───── Records to use ─────
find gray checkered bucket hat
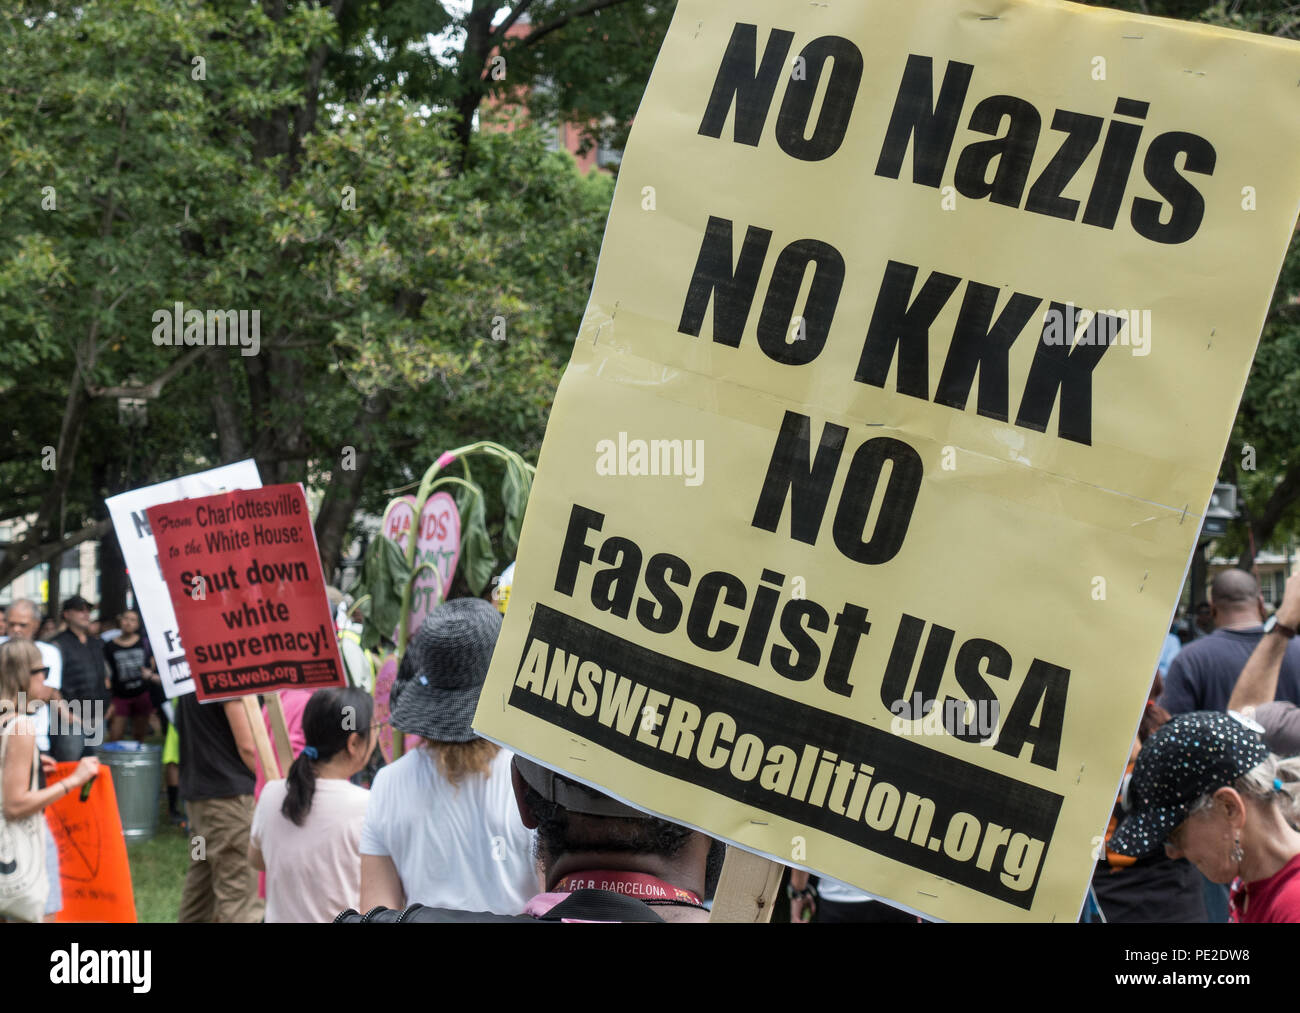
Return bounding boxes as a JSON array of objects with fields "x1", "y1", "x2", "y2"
[{"x1": 390, "y1": 597, "x2": 502, "y2": 743}]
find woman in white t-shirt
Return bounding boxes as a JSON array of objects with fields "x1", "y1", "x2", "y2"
[
  {"x1": 249, "y1": 687, "x2": 376, "y2": 922},
  {"x1": 360, "y1": 599, "x2": 537, "y2": 915}
]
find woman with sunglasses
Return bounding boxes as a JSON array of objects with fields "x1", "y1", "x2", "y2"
[
  {"x1": 0, "y1": 639, "x2": 98, "y2": 922},
  {"x1": 248, "y1": 686, "x2": 376, "y2": 922},
  {"x1": 1109, "y1": 710, "x2": 1300, "y2": 922}
]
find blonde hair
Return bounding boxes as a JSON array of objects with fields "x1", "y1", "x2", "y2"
[
  {"x1": 420, "y1": 737, "x2": 500, "y2": 788},
  {"x1": 0, "y1": 639, "x2": 40, "y2": 707}
]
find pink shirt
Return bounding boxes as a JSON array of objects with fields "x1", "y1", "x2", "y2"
[{"x1": 253, "y1": 688, "x2": 316, "y2": 796}]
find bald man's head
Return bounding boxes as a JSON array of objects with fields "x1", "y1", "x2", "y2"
[
  {"x1": 1211, "y1": 569, "x2": 1259, "y2": 606},
  {"x1": 1209, "y1": 569, "x2": 1265, "y2": 628}
]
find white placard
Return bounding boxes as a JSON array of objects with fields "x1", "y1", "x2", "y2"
[{"x1": 106, "y1": 461, "x2": 261, "y2": 698}]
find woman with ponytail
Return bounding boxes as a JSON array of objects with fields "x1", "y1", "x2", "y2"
[{"x1": 248, "y1": 687, "x2": 375, "y2": 922}]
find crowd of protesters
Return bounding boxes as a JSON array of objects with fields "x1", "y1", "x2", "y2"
[
  {"x1": 3, "y1": 564, "x2": 1299, "y2": 924},
  {"x1": 1083, "y1": 569, "x2": 1300, "y2": 924}
]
─────
[Your goal]:
In the entries above, which lines hold the word "white"? Copy them out.

[Answer space]:
find woman in white t-shirt
find white placard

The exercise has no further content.